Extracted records
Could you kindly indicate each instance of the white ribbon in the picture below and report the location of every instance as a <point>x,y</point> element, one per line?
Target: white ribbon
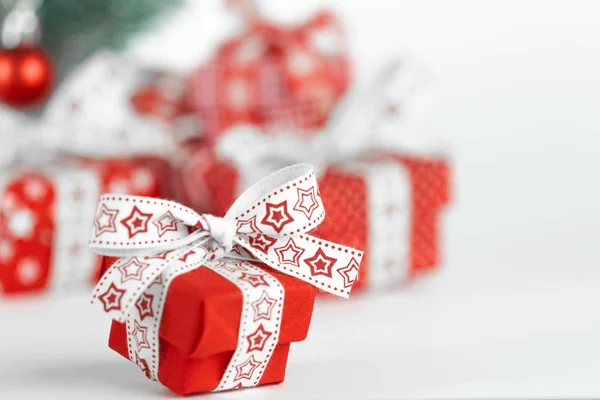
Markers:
<point>89,115</point>
<point>269,222</point>
<point>383,117</point>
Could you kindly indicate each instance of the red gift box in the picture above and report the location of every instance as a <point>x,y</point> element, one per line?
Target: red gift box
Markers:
<point>208,303</point>
<point>45,214</point>
<point>273,76</point>
<point>199,329</point>
<point>390,205</point>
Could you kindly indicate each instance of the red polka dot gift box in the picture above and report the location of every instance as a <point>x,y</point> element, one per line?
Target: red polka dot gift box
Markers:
<point>45,213</point>
<point>389,204</point>
<point>204,303</point>
<point>385,182</point>
<point>272,76</point>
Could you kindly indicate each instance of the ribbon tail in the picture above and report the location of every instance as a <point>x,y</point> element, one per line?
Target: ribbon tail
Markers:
<point>125,281</point>
<point>328,266</point>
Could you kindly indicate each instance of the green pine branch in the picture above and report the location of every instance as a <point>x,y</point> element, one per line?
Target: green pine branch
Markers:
<point>73,29</point>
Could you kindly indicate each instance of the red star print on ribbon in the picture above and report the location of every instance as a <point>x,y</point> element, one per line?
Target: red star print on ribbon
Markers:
<point>105,220</point>
<point>136,222</point>
<point>246,369</point>
<point>166,223</point>
<point>262,242</point>
<point>349,273</point>
<point>263,307</point>
<point>258,339</point>
<point>143,365</point>
<point>133,269</point>
<point>144,305</point>
<point>321,263</point>
<point>111,299</point>
<point>254,280</point>
<point>289,254</point>
<point>307,202</point>
<point>140,335</point>
<point>248,226</point>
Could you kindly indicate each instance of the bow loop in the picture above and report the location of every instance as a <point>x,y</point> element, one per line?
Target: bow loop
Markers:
<point>269,223</point>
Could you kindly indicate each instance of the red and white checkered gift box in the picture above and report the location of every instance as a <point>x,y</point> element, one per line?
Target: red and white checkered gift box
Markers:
<point>273,76</point>
<point>385,182</point>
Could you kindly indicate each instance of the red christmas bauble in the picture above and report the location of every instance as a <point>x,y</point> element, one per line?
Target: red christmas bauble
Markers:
<point>26,76</point>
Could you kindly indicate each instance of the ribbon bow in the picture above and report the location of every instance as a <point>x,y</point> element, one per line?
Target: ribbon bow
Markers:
<point>269,223</point>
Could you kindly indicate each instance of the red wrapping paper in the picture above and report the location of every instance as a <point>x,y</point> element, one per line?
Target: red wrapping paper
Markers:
<point>430,190</point>
<point>200,324</point>
<point>29,216</point>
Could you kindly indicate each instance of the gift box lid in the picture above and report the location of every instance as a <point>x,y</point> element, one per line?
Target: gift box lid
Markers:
<point>202,311</point>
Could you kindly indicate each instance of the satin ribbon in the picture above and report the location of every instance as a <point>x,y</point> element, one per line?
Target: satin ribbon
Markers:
<point>384,117</point>
<point>269,223</point>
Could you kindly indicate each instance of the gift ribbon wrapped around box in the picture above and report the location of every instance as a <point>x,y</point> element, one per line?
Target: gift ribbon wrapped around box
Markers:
<point>204,303</point>
<point>273,76</point>
<point>88,141</point>
<point>384,181</point>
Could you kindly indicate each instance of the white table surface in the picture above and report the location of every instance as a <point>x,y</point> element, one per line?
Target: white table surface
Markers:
<point>441,338</point>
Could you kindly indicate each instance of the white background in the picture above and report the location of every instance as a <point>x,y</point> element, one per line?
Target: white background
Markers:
<point>514,312</point>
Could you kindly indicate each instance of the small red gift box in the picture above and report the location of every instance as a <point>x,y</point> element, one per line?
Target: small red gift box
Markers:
<point>45,214</point>
<point>207,303</point>
<point>273,76</point>
<point>199,329</point>
<point>390,205</point>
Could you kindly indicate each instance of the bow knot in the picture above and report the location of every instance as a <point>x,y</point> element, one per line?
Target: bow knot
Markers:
<point>267,223</point>
<point>222,231</point>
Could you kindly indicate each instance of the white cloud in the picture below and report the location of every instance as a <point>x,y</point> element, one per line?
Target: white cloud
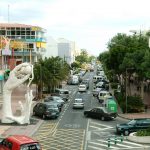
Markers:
<point>90,23</point>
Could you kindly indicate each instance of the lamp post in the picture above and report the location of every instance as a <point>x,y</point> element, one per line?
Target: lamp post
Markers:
<point>126,92</point>
<point>126,89</point>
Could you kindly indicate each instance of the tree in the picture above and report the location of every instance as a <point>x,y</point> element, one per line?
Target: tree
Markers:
<point>49,73</point>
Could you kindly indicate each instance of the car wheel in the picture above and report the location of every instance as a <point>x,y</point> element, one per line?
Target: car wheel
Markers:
<point>44,117</point>
<point>86,115</point>
<point>102,118</point>
<point>126,132</point>
<point>34,113</point>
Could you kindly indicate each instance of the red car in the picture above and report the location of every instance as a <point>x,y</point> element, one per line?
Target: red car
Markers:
<point>19,142</point>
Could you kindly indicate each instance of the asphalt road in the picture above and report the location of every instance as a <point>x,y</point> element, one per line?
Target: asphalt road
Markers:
<point>73,131</point>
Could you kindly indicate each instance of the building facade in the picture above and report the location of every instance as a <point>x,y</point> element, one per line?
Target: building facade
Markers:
<point>27,43</point>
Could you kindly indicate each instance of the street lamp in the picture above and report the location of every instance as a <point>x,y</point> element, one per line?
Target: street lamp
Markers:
<point>126,88</point>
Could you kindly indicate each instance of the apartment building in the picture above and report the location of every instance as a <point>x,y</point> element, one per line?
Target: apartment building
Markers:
<point>27,44</point>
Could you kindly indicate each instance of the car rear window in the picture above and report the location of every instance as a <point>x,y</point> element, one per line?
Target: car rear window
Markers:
<point>34,146</point>
<point>64,92</point>
<point>78,101</point>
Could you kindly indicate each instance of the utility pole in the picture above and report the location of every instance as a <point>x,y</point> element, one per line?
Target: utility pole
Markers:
<point>126,92</point>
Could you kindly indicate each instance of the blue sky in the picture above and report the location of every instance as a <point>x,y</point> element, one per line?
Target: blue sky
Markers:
<point>90,23</point>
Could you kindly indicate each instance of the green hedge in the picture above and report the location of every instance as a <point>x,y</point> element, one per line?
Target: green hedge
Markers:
<point>144,132</point>
<point>134,103</point>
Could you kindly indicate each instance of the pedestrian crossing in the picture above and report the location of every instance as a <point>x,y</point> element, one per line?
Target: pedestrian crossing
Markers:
<point>102,144</point>
<point>97,126</point>
<point>63,139</point>
<point>102,137</point>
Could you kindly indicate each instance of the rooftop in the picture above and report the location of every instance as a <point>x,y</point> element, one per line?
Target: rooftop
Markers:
<point>16,25</point>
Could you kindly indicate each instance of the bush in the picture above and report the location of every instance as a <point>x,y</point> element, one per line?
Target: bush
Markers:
<point>114,85</point>
<point>134,103</point>
<point>144,132</point>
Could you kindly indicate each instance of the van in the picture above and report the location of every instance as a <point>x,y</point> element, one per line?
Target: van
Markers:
<point>103,95</point>
<point>75,79</point>
<point>19,142</point>
<point>63,93</point>
<point>97,78</point>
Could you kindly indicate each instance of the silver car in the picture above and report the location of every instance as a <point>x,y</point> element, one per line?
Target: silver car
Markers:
<point>78,103</point>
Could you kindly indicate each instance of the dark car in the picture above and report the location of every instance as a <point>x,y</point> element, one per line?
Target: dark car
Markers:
<point>46,110</point>
<point>100,113</point>
<point>19,142</point>
<point>55,100</point>
<point>133,126</point>
<point>86,82</point>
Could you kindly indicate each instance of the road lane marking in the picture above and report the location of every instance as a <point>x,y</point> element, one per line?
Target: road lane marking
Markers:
<point>98,128</point>
<point>100,124</point>
<point>100,144</point>
<point>86,137</point>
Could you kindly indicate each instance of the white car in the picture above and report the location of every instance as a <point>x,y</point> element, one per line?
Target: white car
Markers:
<point>78,103</point>
<point>82,88</point>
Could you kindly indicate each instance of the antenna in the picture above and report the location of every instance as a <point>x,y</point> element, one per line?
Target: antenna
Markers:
<point>8,13</point>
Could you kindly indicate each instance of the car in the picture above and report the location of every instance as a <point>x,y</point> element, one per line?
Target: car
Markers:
<point>63,93</point>
<point>46,110</point>
<point>102,95</point>
<point>86,82</point>
<point>100,113</point>
<point>55,99</point>
<point>78,103</point>
<point>133,126</point>
<point>95,91</point>
<point>19,142</point>
<point>82,88</point>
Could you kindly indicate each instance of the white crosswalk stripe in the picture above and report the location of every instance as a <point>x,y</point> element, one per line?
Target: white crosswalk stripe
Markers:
<point>103,144</point>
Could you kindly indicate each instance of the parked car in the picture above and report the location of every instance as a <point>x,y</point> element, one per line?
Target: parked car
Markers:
<point>46,110</point>
<point>19,142</point>
<point>78,103</point>
<point>63,93</point>
<point>86,82</point>
<point>103,95</point>
<point>133,126</point>
<point>96,91</point>
<point>55,100</point>
<point>100,113</point>
<point>82,88</point>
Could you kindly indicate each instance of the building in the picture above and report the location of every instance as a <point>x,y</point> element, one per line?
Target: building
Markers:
<point>27,43</point>
<point>51,48</point>
<point>66,50</point>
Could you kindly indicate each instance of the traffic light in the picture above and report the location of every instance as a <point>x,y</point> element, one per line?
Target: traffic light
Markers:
<point>6,74</point>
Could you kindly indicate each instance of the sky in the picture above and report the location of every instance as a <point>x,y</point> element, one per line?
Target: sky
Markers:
<point>91,24</point>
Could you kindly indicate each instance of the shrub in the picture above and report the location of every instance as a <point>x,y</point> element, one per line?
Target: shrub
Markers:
<point>144,132</point>
<point>114,85</point>
<point>134,103</point>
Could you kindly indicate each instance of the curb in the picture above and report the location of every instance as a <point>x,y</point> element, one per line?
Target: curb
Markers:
<point>37,127</point>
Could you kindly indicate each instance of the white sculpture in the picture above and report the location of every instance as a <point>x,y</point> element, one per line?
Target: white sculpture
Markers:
<point>18,76</point>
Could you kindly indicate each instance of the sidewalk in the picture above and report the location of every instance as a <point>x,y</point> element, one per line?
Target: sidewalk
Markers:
<point>29,130</point>
<point>11,129</point>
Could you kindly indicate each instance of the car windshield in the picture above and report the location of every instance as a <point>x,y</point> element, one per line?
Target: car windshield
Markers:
<point>82,86</point>
<point>52,106</point>
<point>64,92</point>
<point>34,146</point>
<point>132,122</point>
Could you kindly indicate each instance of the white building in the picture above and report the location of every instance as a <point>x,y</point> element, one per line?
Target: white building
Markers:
<point>66,50</point>
<point>51,48</point>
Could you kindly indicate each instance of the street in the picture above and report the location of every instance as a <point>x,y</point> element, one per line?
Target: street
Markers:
<point>73,131</point>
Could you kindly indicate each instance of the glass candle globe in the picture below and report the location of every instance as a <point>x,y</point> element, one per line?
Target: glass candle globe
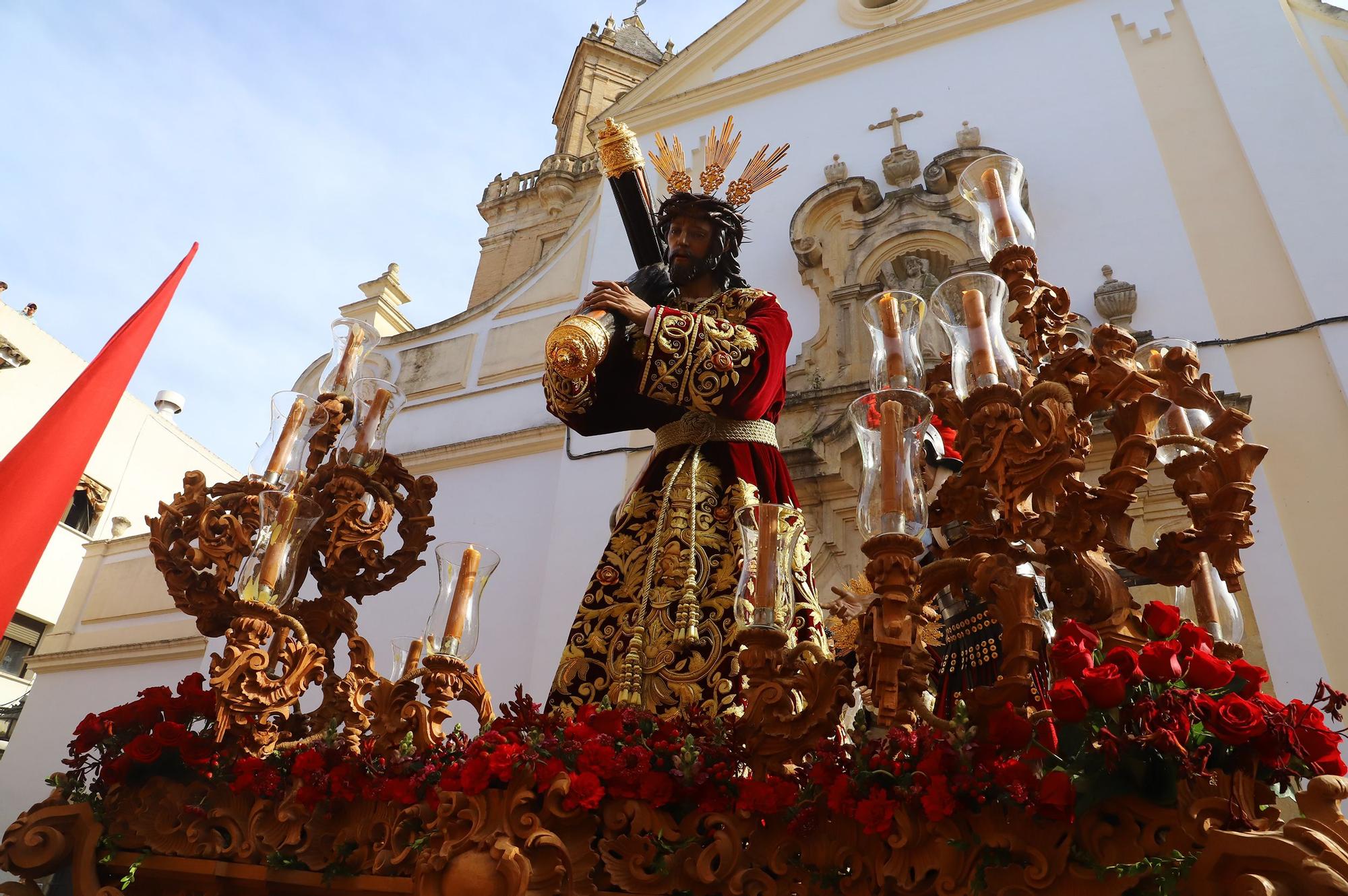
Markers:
<point>993,187</point>
<point>1211,604</point>
<point>894,320</point>
<point>273,572</point>
<point>970,309</point>
<point>281,457</point>
<point>1151,359</point>
<point>455,620</point>
<point>353,343</point>
<point>377,404</point>
<point>765,596</point>
<point>889,428</point>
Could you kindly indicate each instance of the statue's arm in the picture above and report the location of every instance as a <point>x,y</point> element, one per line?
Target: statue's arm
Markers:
<point>710,364</point>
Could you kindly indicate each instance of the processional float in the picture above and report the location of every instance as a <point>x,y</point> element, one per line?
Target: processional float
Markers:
<point>228,786</point>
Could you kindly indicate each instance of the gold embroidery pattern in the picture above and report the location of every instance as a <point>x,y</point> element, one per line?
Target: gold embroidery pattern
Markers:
<point>567,397</point>
<point>695,356</point>
<point>675,680</point>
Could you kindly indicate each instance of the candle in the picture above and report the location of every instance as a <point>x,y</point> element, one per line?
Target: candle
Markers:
<point>998,205</point>
<point>413,657</point>
<point>350,359</point>
<point>369,426</point>
<point>1206,598</point>
<point>765,594</point>
<point>896,367</point>
<point>463,596</point>
<point>286,444</point>
<point>981,342</point>
<point>272,560</point>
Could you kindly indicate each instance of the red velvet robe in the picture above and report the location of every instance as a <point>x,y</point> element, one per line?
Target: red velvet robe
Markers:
<point>723,356</point>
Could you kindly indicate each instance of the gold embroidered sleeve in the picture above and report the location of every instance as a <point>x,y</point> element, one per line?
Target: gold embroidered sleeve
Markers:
<point>694,360</point>
<point>567,398</point>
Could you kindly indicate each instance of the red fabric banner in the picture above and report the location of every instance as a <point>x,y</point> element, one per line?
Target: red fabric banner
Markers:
<point>41,472</point>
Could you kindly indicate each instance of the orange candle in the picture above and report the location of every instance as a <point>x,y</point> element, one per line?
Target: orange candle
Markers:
<point>892,443</point>
<point>370,425</point>
<point>981,342</point>
<point>463,595</point>
<point>276,553</point>
<point>413,657</point>
<point>894,359</point>
<point>350,359</point>
<point>768,568</point>
<point>998,205</point>
<point>286,444</point>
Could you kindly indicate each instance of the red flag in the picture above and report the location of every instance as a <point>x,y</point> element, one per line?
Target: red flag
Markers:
<point>41,472</point>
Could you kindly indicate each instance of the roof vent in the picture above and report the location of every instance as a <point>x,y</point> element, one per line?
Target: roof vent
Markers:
<point>169,404</point>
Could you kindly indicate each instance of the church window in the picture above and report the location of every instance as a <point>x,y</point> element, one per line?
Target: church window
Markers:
<point>20,642</point>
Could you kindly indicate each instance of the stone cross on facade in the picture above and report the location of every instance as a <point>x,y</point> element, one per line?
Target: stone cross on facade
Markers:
<point>894,122</point>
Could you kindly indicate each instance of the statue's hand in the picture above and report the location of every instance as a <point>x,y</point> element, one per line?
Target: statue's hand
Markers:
<point>610,296</point>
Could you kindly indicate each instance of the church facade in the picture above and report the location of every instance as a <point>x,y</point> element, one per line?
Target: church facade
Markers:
<point>1177,156</point>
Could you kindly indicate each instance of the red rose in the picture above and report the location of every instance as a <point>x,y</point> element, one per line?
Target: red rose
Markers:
<point>144,750</point>
<point>876,813</point>
<point>1163,619</point>
<point>656,789</point>
<point>1160,661</point>
<point>1079,633</point>
<point>1058,797</point>
<point>502,761</point>
<point>1207,672</point>
<point>1195,638</point>
<point>586,792</point>
<point>171,734</point>
<point>1233,719</point>
<point>1009,731</point>
<point>1068,703</point>
<point>1253,677</point>
<point>308,763</point>
<point>1071,657</point>
<point>1105,686</point>
<point>1126,660</point>
<point>477,775</point>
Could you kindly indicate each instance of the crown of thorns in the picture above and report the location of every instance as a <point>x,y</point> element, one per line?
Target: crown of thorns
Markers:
<point>721,152</point>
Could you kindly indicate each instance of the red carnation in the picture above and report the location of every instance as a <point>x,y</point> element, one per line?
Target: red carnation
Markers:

- WHAT THE TASK ASKS -
Look over the records. Copy the lines that include the word "banner".

- REPLY -
Could you kindly indicate each instance of the red fabric banner in the picture above and report the location of every instance as a <point>x,y</point> element, one per line?
Target: red fabric banner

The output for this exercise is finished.